■ **Excerpted text**
▼
I’d like to think my communication skills are better than average, considering I write a blog. However, an outing with the family recently left me wondering. Here’s how…
The family and me went to a nationwide steakhouse chain to celebrate my wife’s birthday (notice I didn’t say which, birthday )
My grand-kids excused themselves from the table to make their customary trip to the restroom. You know, the one kids take shortly after everyone has just been seated? Yeah, that one…
Anyway, no sooner than they left they returned stating that they couldn’t find the restrooms. I gave them instructions of how to get there and what to look for and sent them on their way.
A few minutes later, two frustrated looking kids returned stating that they still could not find the restrooms.
“Are my communication skills that bad”, I thought, or did they just not understand I wondered? Okay, time to get involved…
With children in tow we round the corner to the restrooms, and just as I thought, there they stood at the end of the hallway (Just as I knew they would be…)
I pointed the two puzzled looking children to the doors at the end of the hall, then told them to get about their business so we could get back to our table and eat.
They didn’t budge…
Instead, they demanded that I go with them. To which I obviously relented, but not fully understanding why.
A few steps later we are at the doors and this is what we see… BLOKES (Men) and SHEILAS (Women) mounted on the restroom doors.
Now imagine how this looks through the eyes of two small children, ages eleven and seven? Confusing to say the least, right? Sure it is!
If we don’t “speak the language” of our reader – in this case, children who simply need to know which door to enter, than how can you expect them to be anything but confused? You can’t?
My communication skills were fine in that they were telling two young people where something was located, but they were lacking in that they didn’t “speak the language” they needed to know in order to get in the right doors.
▲
■ **Supplied material**
▼
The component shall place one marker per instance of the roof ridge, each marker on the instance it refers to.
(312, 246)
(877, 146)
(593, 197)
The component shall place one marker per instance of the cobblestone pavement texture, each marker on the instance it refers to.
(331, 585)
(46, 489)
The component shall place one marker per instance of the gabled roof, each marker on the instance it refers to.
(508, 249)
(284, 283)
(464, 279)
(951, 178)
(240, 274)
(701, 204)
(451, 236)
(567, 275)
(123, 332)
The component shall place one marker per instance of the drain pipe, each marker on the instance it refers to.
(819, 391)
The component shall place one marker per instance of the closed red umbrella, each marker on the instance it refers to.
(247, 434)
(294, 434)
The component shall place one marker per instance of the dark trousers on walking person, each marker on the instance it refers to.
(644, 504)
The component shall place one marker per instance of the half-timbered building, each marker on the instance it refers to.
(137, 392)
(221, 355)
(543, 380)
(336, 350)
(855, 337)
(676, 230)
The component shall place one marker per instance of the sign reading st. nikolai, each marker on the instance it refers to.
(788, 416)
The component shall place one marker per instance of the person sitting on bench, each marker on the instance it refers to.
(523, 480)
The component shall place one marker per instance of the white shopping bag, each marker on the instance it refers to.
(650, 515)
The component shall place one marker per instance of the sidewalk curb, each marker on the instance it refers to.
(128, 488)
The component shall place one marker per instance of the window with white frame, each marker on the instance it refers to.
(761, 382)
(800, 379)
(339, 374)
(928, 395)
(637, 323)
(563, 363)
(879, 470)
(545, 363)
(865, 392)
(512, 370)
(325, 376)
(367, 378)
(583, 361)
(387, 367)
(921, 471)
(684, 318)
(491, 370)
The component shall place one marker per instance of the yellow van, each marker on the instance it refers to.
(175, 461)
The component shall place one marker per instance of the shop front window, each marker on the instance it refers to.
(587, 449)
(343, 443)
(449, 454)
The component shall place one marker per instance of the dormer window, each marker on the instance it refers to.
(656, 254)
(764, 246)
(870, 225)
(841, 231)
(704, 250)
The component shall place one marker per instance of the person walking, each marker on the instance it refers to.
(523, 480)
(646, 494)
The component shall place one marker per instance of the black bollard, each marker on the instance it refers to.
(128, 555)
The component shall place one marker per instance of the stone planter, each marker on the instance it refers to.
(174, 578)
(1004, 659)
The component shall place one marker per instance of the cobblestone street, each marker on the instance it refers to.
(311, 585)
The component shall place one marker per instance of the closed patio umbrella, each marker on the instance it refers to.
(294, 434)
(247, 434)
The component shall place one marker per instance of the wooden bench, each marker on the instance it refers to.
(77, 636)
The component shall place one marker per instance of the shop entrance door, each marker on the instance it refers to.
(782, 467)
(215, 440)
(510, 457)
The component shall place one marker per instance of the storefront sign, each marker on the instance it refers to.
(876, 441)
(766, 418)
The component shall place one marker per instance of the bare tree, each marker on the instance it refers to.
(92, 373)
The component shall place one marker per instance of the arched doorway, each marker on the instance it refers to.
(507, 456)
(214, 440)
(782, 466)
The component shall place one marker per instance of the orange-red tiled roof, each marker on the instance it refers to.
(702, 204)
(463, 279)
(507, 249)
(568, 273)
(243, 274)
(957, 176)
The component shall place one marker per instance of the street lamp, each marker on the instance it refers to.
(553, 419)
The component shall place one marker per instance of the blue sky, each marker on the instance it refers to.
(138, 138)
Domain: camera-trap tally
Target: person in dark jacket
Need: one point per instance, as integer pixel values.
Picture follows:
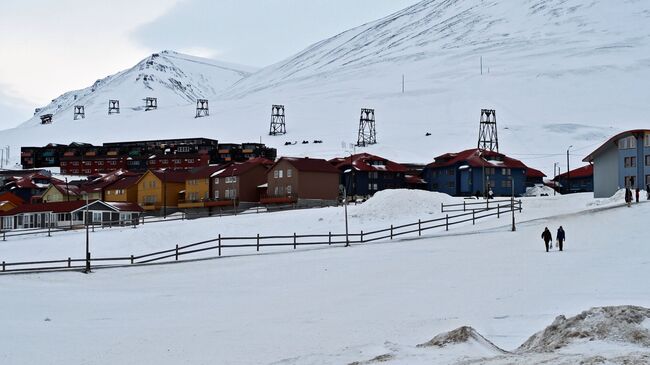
(547, 237)
(561, 236)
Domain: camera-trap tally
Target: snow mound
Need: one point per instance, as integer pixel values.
(622, 324)
(539, 190)
(402, 202)
(462, 335)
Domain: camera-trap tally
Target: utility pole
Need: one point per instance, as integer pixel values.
(568, 172)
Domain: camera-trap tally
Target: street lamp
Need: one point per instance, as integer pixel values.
(87, 237)
(568, 171)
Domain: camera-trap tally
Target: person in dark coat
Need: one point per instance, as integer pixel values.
(561, 236)
(547, 237)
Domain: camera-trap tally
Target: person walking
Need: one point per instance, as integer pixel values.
(547, 237)
(561, 236)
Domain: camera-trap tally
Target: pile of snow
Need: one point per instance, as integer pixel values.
(623, 324)
(463, 335)
(402, 202)
(539, 190)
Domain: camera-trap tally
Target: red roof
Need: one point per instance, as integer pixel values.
(367, 162)
(308, 164)
(477, 158)
(581, 172)
(531, 172)
(614, 140)
(171, 176)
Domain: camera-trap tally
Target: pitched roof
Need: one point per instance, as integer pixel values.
(579, 173)
(531, 172)
(367, 162)
(307, 164)
(477, 158)
(612, 141)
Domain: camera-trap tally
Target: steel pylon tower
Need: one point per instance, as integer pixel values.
(487, 134)
(278, 126)
(367, 132)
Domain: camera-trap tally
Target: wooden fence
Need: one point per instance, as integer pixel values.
(257, 242)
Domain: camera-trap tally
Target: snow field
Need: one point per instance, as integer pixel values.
(336, 305)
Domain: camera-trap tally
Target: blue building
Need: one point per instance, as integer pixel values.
(623, 161)
(364, 174)
(476, 171)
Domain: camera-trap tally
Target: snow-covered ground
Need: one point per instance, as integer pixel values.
(336, 305)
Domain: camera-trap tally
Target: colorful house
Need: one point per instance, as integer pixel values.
(476, 171)
(364, 174)
(622, 161)
(304, 181)
(161, 189)
(579, 180)
(238, 183)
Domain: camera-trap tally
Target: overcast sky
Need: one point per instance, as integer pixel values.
(49, 47)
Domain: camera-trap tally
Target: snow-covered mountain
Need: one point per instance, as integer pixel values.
(174, 78)
(558, 72)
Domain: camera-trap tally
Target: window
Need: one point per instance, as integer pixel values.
(627, 143)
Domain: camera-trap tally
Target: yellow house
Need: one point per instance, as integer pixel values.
(198, 187)
(61, 192)
(160, 188)
(123, 190)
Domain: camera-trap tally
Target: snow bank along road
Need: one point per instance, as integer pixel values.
(331, 306)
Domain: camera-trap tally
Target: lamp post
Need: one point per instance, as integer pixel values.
(568, 171)
(87, 238)
(234, 189)
(512, 202)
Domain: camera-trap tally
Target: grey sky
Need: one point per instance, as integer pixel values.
(50, 47)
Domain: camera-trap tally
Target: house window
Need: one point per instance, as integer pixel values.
(627, 143)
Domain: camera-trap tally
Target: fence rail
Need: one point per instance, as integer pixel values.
(258, 242)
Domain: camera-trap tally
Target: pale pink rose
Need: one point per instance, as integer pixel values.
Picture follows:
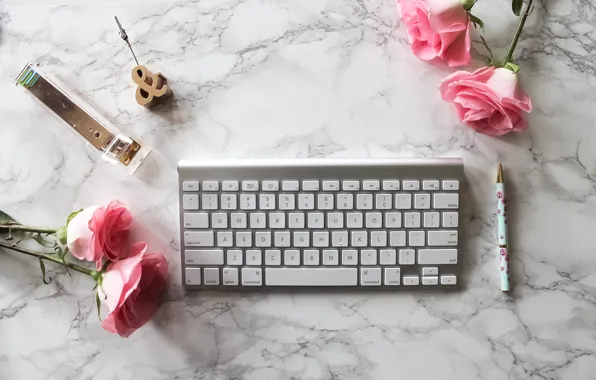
▲
■ **Exercise**
Copy the stretch from "I pointed the" through "the restroom doors." in the steakhouse story, renaming "BLOKES" as "GENTS". The rows have no connection to the steakhouse story.

■ **Solution to the problem**
I pointed the two puzzled looking children to the doors at the end of the hall, then told them to get about their business so we could get back to our table and eat.
They didn’t budge…
Instead, they demanded that I go with them. To which I obviously relented, but not fully understanding why.
A few steps later we are at the doors and this is what we see… GENTS (Men) and SHEILAS (Women) mounted on the restroom doors.